_所给原文_:
■ ■ ■ ■ ■

进程监管

监控和链接进程以构建容错系统。

监控 vs 链接

监控提供单向观察:

  • 父进程监控子进程
  • 子进程退出,父进程收到 EXIT 事件
  • 父进程继续运行

链接创建双向命运共享:

  • 父进程和子进程被链接
  • 任一进程失败,两者都终止
  • 除非设置了 trap_links=true
flowchart TB
    subgraph Monitoring["监控(单向)"]
        direction TB
        P1[父进程监控] -->|EXIT 事件
父继续运行| C1[子进程退出] end subgraph Linking["链接(双向)"] direction TB P2[父进程链接] <-->|LINK_DOWN
两者都死亡| C2[子进程退出] end

进程监控

带监控的生成

使用 process.spawn_monitored() 一次调用完成生成和监控:

local function main()
    local events_ch = process.events()

    -- 生成 worker 并开始监控
    local worker_pid, err = process.spawn_monitored(
        "app.workers:task_worker",
        "app:processes"
    )
    if err then
        return nil, "spawn failed: " .. tostring(err)
    end

    -- 等待 worker 完成
    local event = events_ch:receive()

    if event.kind == process.event.EXIT then
        print("Worker exited:", event.from)
        if event.result then
            print("Result:", event.result.value)
        end
        if event.result and event.result.error then
            print("Error:", event.result.error)
        end
    end
end

监控现有进程

调用 process.monitor() 开始监控已运行的进程:

local function main()
    local time = require("time")
    local events_ch = process.events()

    -- 不带监控的生成
    local worker_pid, err = process.spawn(
        "app.workers:long_worker",
        "app:processes"
    )
    if err then
        return nil, "spawn failed: " .. tostring(err)
    end

    -- 稍后开始监控
    local ok, monitor_err = process.monitor(worker_pid)
    if monitor_err then
        return nil, "monitor failed: " .. tostring(monitor_err)
    end

    -- 取消 worker
    time.sleep("5ms")
    process.cancel(worker_pid, "100ms")

    -- 接收 EXIT 事件
    local event = events_ch:receive()
    if event.kind == process.event.EXIT then
        print("Worker terminated:", event.from)
    end
end

停止监控

使用 process.unmonitor() 停止接收 EXIT 事件:

local function main()
    local time = require("time")
    local events_ch = process.events()

    -- 生成并监控
    local worker_pid, err = process.spawn_monitored(
        "app.workers:long_worker",
        "app:processes"
    )

    time.sleep("5ms")

    -- 停止监控
    local ok, unmon_err = process.unmonitor(worker_pid)
    if unmon_err then
        return nil, "unmonitor failed: " .. tostring(unmon_err)
    end

    -- 取消 worker
    process.cancel(worker_pid, "100ms")

    -- 不会收到 EXIT 事件(我们取消了监控)
    local timeout = time.after("200ms")
    local result = channel.select {
        events_ch:case_receive(),
        timeout:case_receive(),
    }

    if result.channel == events_ch then
        return nil, "should not receive event after unmonitor"

■ ■ ■ ■ ■

_任务要求 A_:
列出下方记录中所有包含字符串“industrial”的行,大小写须一致。

■ ■ ■ ■ ■

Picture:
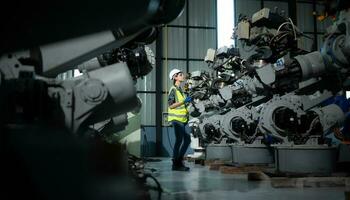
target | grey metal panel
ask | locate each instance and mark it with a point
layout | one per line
(252, 155)
(199, 42)
(218, 151)
(198, 66)
(280, 5)
(148, 82)
(247, 8)
(306, 43)
(305, 17)
(202, 13)
(181, 20)
(167, 67)
(148, 116)
(322, 25)
(174, 42)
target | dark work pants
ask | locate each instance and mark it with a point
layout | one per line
(182, 133)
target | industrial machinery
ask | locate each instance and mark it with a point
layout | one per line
(50, 145)
(272, 94)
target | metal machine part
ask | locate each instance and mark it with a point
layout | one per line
(45, 123)
(30, 29)
(318, 160)
(252, 154)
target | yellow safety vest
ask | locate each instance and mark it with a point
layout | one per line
(180, 113)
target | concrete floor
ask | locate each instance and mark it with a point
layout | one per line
(202, 183)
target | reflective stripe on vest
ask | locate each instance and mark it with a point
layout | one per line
(180, 113)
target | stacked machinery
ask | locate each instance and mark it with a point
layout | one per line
(269, 96)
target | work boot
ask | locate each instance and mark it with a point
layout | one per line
(177, 166)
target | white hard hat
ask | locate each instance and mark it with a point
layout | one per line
(173, 72)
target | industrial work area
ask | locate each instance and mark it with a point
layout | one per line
(175, 99)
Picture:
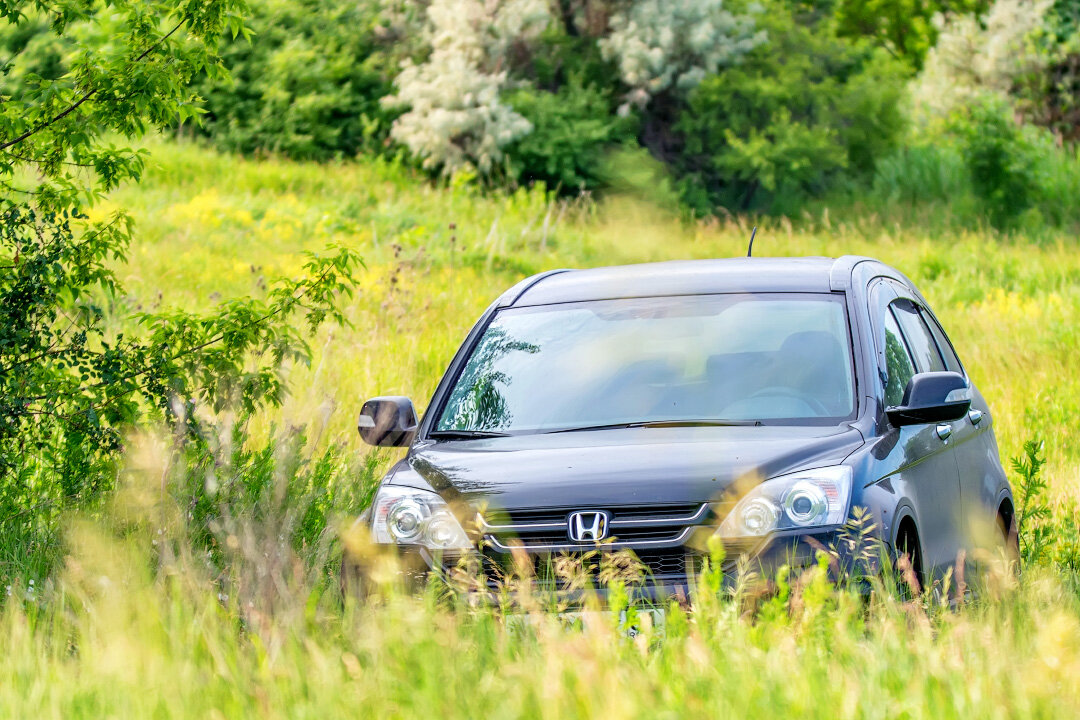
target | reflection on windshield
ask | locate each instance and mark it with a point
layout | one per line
(476, 402)
(745, 357)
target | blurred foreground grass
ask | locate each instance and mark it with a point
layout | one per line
(139, 623)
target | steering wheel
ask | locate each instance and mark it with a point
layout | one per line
(781, 391)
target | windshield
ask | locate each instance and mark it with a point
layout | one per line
(778, 358)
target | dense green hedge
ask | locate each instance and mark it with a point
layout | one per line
(805, 99)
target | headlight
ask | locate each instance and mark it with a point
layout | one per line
(408, 516)
(811, 499)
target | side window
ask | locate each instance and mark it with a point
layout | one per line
(919, 341)
(898, 362)
(952, 362)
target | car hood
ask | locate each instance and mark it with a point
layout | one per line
(625, 466)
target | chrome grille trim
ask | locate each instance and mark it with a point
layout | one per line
(662, 520)
(585, 546)
(626, 522)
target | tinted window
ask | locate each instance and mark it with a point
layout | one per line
(919, 341)
(898, 362)
(745, 356)
(952, 362)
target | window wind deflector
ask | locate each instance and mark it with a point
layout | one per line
(464, 434)
(665, 423)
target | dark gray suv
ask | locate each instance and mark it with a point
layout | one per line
(650, 407)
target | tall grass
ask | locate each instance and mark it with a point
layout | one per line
(206, 587)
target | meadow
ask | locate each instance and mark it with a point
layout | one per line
(138, 623)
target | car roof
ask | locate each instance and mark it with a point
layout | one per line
(800, 274)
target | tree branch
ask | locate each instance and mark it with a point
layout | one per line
(84, 98)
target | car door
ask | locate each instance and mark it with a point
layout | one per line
(930, 450)
(976, 452)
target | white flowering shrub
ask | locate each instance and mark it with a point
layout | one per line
(975, 58)
(456, 119)
(662, 44)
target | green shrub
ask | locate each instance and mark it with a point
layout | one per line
(308, 83)
(574, 130)
(788, 121)
(1001, 159)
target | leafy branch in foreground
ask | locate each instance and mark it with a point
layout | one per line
(77, 367)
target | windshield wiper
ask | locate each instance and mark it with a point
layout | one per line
(464, 434)
(666, 423)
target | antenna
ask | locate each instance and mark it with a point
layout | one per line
(750, 249)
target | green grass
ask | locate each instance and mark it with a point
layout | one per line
(137, 623)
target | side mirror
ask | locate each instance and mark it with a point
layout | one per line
(932, 397)
(388, 421)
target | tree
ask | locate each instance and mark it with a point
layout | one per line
(70, 382)
(906, 27)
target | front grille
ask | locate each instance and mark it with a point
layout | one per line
(634, 527)
(618, 514)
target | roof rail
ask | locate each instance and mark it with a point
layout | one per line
(511, 296)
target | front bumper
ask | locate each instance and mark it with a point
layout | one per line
(658, 576)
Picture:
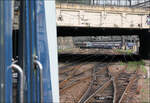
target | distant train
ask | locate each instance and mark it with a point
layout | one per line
(104, 45)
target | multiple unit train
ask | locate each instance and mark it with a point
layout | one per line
(29, 50)
(104, 43)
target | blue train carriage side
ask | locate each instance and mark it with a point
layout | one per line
(31, 52)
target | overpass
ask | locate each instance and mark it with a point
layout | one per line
(87, 20)
(95, 20)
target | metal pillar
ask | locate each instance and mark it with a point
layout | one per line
(5, 51)
(37, 24)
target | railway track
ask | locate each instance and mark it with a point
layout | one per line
(97, 85)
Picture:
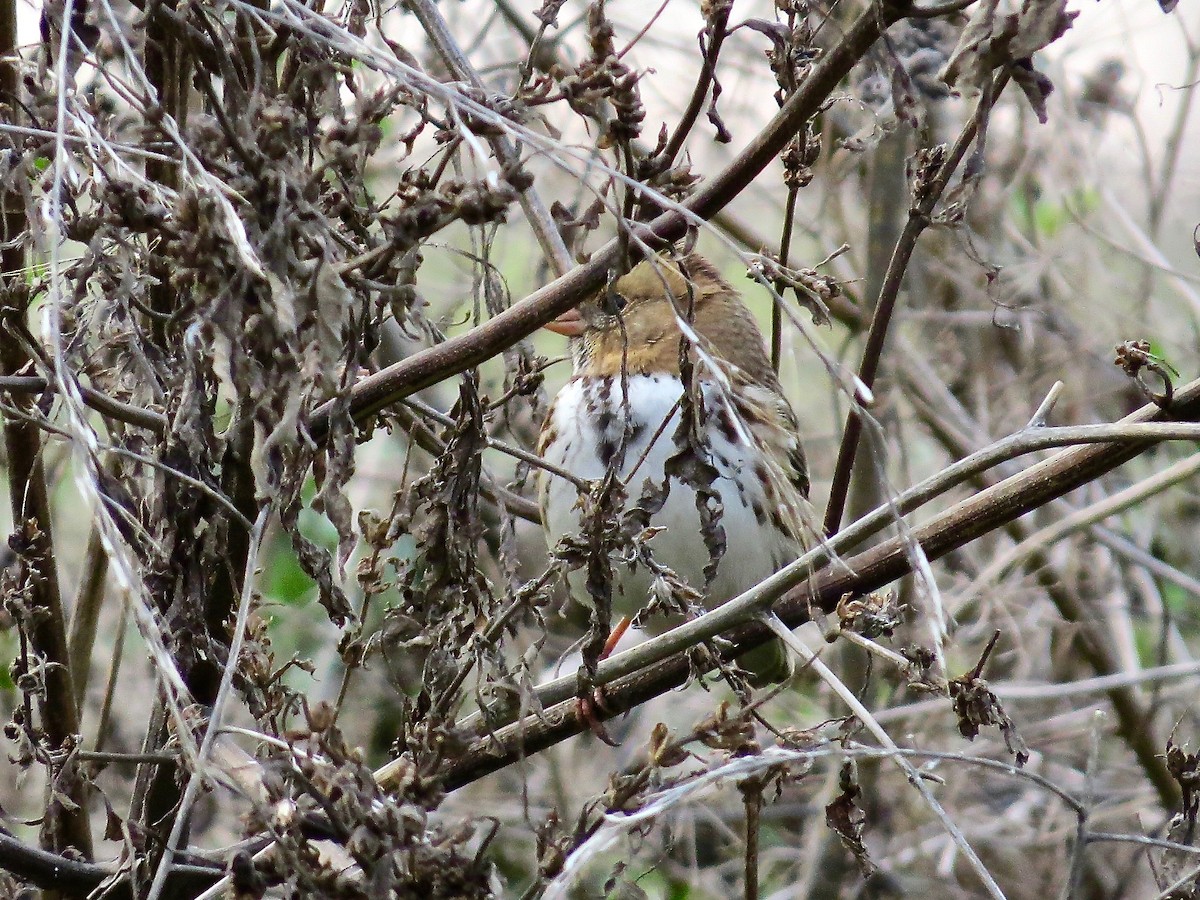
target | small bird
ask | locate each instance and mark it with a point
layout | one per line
(736, 497)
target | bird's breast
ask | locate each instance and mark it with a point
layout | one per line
(598, 424)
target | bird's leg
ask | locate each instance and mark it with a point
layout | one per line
(591, 699)
(618, 633)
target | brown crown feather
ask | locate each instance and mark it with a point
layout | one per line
(646, 333)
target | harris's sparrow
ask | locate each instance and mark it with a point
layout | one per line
(738, 448)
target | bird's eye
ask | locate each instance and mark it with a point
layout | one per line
(613, 301)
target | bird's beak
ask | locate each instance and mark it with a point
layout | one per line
(570, 324)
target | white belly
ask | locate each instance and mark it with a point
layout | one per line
(586, 444)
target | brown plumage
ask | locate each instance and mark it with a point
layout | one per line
(629, 336)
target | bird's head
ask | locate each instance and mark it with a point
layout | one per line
(636, 322)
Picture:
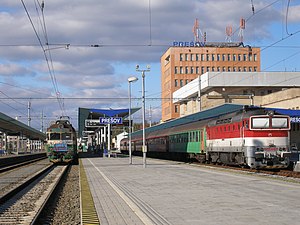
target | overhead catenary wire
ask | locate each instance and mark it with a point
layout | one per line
(50, 68)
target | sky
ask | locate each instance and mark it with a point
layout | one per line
(61, 55)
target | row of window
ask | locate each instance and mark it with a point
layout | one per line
(217, 57)
(193, 136)
(203, 69)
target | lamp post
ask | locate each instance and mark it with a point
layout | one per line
(130, 80)
(144, 148)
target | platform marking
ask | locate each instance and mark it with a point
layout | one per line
(144, 218)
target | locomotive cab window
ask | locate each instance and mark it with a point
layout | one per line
(260, 123)
(54, 136)
(66, 136)
(270, 122)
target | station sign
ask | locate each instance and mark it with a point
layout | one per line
(295, 119)
(92, 123)
(188, 44)
(110, 120)
(60, 147)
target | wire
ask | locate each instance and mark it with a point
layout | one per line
(50, 68)
(150, 24)
(286, 18)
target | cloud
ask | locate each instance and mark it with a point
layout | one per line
(106, 39)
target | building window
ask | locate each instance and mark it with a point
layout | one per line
(192, 70)
(186, 57)
(239, 57)
(181, 57)
(207, 57)
(250, 57)
(192, 57)
(176, 83)
(202, 57)
(186, 70)
(176, 109)
(181, 83)
(228, 57)
(223, 57)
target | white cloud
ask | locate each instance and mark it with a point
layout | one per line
(121, 28)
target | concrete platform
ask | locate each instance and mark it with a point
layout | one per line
(174, 193)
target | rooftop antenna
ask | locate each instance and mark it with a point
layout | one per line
(228, 32)
(198, 35)
(242, 28)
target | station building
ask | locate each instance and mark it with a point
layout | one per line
(181, 64)
(274, 90)
(265, 89)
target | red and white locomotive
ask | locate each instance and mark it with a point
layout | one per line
(246, 136)
(254, 138)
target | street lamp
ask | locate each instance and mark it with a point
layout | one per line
(130, 80)
(144, 148)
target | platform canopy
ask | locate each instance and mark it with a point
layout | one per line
(14, 127)
(85, 113)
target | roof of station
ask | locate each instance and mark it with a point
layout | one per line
(85, 113)
(15, 127)
(214, 113)
(211, 80)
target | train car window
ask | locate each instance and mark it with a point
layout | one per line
(54, 136)
(280, 122)
(66, 136)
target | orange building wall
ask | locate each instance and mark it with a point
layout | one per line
(176, 59)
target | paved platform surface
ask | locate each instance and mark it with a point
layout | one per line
(174, 193)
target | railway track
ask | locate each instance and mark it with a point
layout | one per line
(20, 164)
(17, 178)
(25, 206)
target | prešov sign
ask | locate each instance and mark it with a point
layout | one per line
(110, 120)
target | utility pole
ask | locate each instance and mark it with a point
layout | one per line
(29, 118)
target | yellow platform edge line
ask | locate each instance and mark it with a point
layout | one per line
(87, 202)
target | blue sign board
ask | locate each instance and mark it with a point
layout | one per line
(295, 119)
(60, 147)
(110, 120)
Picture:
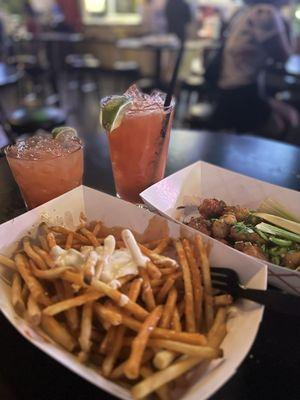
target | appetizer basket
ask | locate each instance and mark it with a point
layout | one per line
(66, 210)
(201, 180)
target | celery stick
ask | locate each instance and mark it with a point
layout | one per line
(273, 230)
(281, 242)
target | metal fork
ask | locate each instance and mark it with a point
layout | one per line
(227, 280)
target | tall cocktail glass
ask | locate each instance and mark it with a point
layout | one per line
(139, 145)
(45, 168)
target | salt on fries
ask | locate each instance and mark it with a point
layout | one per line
(148, 326)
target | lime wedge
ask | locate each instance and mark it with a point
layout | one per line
(63, 132)
(112, 112)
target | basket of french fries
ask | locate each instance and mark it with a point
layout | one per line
(128, 306)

■ ■ ■ ■ ■

_任务要求 B_:
根据上面的原文回答以下问题:
(i) 在链接的情况下,任一进程失败会导致两者都终止,除非设置了什么?
(ii) 哪个函数可以一次调用完成生成和监控?
(iii) 要停止接收 EXIT 事件,应使用哪个函数?

_最终答案 A_:
target | industrial machinery
target | industrial work area

_最终答案 B_:
(i) trap_links=true
(ii) process.spawn_monitored()
(iii) process.unmonitor()